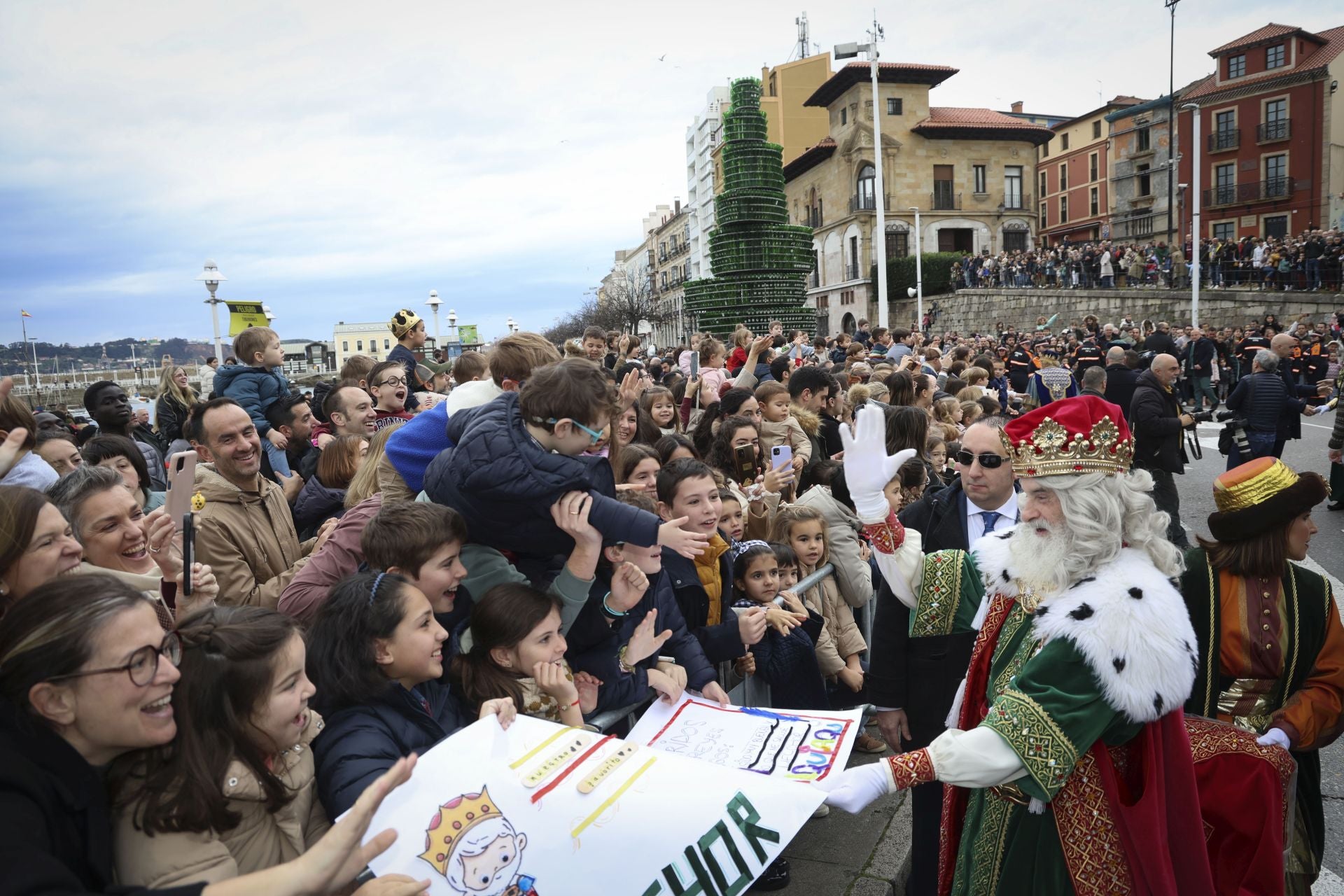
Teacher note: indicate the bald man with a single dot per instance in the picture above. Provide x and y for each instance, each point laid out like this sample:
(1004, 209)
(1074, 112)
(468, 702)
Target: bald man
(1156, 421)
(1294, 406)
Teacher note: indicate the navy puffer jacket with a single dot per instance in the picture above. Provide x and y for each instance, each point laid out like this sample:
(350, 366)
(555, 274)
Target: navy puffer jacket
(359, 743)
(504, 482)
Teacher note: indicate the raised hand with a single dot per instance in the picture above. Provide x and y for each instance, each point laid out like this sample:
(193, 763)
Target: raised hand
(644, 643)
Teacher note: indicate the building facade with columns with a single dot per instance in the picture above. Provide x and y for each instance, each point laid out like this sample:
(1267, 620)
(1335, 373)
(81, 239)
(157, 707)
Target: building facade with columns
(968, 171)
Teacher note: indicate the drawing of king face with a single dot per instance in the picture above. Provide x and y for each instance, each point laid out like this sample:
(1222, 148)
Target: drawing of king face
(475, 846)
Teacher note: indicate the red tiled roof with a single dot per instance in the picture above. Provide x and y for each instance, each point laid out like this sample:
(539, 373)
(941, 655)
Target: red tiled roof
(1268, 33)
(1315, 61)
(890, 73)
(809, 159)
(958, 124)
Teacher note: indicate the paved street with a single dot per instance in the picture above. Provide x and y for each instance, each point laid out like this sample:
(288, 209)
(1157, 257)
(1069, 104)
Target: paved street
(858, 855)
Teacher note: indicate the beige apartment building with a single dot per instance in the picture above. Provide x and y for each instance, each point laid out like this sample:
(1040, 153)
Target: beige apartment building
(968, 171)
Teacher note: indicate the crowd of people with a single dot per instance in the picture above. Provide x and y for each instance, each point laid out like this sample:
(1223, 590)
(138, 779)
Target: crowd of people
(1308, 262)
(565, 531)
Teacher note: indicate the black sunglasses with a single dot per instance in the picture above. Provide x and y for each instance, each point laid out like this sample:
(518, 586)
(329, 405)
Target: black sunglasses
(988, 461)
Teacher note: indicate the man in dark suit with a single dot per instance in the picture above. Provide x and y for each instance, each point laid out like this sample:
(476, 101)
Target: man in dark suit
(1120, 379)
(913, 681)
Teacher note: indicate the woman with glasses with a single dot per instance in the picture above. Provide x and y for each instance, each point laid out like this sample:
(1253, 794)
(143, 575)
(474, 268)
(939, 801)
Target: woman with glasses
(36, 545)
(86, 680)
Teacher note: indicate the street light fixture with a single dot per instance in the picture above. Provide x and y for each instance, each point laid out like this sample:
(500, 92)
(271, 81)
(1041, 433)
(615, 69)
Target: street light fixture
(879, 232)
(1171, 124)
(435, 301)
(211, 277)
(1195, 232)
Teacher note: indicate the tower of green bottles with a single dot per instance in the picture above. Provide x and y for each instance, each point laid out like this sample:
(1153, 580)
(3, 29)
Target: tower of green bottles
(760, 261)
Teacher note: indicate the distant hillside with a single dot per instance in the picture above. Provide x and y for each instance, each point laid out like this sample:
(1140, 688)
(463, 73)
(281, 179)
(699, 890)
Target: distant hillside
(17, 358)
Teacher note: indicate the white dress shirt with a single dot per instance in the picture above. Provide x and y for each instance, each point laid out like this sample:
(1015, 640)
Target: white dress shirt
(976, 523)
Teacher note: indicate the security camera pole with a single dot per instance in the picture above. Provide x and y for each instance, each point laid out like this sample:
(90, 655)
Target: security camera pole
(879, 232)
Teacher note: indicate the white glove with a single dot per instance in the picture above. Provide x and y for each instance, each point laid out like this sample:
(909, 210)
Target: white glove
(867, 466)
(854, 789)
(1275, 736)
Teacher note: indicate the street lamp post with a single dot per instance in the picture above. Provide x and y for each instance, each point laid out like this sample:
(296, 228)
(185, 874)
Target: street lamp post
(435, 301)
(879, 232)
(1195, 232)
(918, 274)
(211, 277)
(1171, 124)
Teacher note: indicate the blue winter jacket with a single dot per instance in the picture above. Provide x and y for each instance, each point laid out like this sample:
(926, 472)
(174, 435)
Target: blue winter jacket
(593, 644)
(504, 482)
(253, 387)
(359, 743)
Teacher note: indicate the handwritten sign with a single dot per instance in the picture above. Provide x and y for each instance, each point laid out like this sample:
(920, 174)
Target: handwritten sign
(780, 743)
(554, 811)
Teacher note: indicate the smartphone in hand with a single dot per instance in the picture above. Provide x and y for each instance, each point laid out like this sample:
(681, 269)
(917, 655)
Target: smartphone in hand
(188, 551)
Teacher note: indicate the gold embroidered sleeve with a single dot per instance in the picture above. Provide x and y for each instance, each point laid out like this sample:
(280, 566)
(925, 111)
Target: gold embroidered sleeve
(949, 594)
(1043, 747)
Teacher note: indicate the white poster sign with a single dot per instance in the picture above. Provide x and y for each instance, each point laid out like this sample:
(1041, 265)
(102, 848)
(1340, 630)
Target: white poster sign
(542, 809)
(781, 743)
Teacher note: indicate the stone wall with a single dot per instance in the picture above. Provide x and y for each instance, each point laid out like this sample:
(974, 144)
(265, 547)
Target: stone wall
(977, 309)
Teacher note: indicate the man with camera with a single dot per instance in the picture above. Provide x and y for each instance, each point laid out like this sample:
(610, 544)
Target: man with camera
(1158, 425)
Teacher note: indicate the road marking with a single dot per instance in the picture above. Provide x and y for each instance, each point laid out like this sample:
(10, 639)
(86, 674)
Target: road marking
(1328, 884)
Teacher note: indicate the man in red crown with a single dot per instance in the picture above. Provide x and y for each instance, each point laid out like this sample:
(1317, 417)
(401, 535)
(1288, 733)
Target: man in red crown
(1069, 764)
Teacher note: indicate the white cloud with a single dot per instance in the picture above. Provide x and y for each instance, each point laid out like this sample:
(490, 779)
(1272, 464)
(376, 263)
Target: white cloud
(312, 143)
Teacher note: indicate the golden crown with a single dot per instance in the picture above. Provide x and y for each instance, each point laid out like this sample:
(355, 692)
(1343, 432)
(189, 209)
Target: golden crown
(454, 820)
(1051, 451)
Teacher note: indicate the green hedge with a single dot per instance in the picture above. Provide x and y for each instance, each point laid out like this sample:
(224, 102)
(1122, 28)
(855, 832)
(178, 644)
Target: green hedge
(937, 274)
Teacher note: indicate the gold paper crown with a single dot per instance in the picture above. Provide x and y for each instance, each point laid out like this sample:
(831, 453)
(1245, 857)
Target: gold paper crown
(1051, 451)
(454, 820)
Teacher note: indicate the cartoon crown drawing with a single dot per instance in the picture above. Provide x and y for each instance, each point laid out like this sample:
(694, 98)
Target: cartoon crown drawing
(454, 820)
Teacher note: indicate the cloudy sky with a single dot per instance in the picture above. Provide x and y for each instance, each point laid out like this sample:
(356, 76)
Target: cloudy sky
(342, 159)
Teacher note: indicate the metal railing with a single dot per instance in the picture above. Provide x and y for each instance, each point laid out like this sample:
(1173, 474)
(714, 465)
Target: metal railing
(942, 198)
(1252, 192)
(1272, 131)
(1225, 139)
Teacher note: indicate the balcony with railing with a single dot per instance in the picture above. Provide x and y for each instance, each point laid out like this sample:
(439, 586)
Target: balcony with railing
(942, 197)
(1225, 139)
(869, 202)
(1256, 191)
(1272, 131)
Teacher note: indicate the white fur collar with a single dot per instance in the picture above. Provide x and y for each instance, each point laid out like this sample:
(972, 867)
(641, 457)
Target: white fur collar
(1126, 620)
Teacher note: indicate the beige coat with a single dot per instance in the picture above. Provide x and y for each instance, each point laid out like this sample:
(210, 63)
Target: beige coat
(853, 574)
(248, 538)
(261, 840)
(840, 636)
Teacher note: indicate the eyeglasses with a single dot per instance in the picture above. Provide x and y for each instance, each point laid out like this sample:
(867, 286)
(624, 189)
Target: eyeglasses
(988, 461)
(143, 665)
(597, 437)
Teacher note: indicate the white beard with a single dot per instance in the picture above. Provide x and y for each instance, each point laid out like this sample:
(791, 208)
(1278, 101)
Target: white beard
(1040, 561)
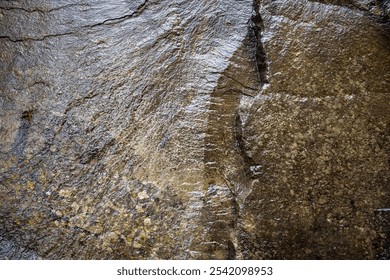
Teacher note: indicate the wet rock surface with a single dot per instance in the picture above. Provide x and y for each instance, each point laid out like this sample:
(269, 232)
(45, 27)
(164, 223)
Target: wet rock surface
(204, 129)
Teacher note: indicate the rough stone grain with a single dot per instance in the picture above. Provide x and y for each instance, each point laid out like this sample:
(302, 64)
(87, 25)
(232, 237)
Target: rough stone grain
(202, 129)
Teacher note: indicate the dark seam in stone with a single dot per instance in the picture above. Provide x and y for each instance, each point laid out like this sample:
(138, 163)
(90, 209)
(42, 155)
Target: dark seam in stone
(136, 13)
(257, 26)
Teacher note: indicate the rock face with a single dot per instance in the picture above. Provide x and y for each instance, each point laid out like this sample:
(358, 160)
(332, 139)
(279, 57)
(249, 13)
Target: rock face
(205, 129)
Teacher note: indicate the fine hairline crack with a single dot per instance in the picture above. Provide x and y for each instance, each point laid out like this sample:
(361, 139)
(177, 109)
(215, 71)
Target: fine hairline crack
(110, 21)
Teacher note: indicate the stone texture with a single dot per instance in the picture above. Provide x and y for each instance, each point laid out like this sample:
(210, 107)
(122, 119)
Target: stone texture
(203, 129)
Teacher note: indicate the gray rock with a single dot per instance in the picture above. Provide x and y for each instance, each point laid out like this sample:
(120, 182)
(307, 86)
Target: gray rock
(206, 129)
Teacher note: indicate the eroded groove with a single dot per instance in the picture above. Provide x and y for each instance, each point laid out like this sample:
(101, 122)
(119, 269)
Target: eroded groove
(40, 10)
(261, 56)
(110, 21)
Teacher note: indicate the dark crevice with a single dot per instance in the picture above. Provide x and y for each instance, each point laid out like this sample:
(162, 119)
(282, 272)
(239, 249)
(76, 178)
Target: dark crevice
(248, 162)
(110, 21)
(257, 26)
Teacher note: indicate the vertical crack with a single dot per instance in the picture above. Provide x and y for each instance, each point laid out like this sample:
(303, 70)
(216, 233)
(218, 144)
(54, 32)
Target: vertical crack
(257, 26)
◇ ◇ ◇ ◇ ◇
Aim: Render the part of the listing that opens with the line containing "Teacher note: indicate the smartphone" and closes with the line containing "(1069, 764)" as a JSON list of strings, one string per line, with blank lines left out.

Solution below:
[
  "Teacher note: indicate the smartphone in hand with a single dot per instance in the picture above. Provide x and y for each instance, each point laid out like this sample:",
  "(681, 269)",
  "(917, 655)",
  "Target: smartphone in hand",
  "(188, 551)",
  "Teacher note: indicate the gold embroidered sleeve with a single dot per instance in the picture above. Provide x and y for each instance, each point laid out like this sample:",
  "(280, 566)",
  "(925, 111)",
  "Target: gold embroidered sleeve",
  "(949, 594)",
  "(1043, 747)",
  "Teacher note: indicate the white poster sign with a single dot per instance in the picture above. Provide x and y for each instance, each point laid out like this sample:",
  "(1041, 265)",
  "(102, 848)",
  "(1340, 630)",
  "Target: white poster sign",
  "(542, 809)",
  "(781, 743)",
  "Teacher note: indicate the stone wall with a single dot per instance in the picture above. Provide x and y for each instance, each point laid out like this sample:",
  "(974, 144)",
  "(265, 547)",
  "Target: stone wall",
  "(977, 309)",
  "Teacher note: indicate the man with camera with a single dot per instance in the picture above. Provide x and y for each instance, each point laid out like this sample:",
  "(610, 544)",
  "Target: man with camera",
  "(1158, 425)",
  "Teacher note: indicate the road marking with a single dot per instance in the picture above. Provide x and y for each instance, each point laid out like this sample:",
  "(10, 639)",
  "(86, 674)",
  "Target: road marking",
  "(1328, 884)",
  "Teacher note: indicate the man in red crown with a single dot per instance in the picture above. Provide x and y for each instance, each point laid out like this sample:",
  "(1317, 417)",
  "(401, 535)",
  "(1288, 733)",
  "Target: man in red crown",
  "(1069, 764)"
]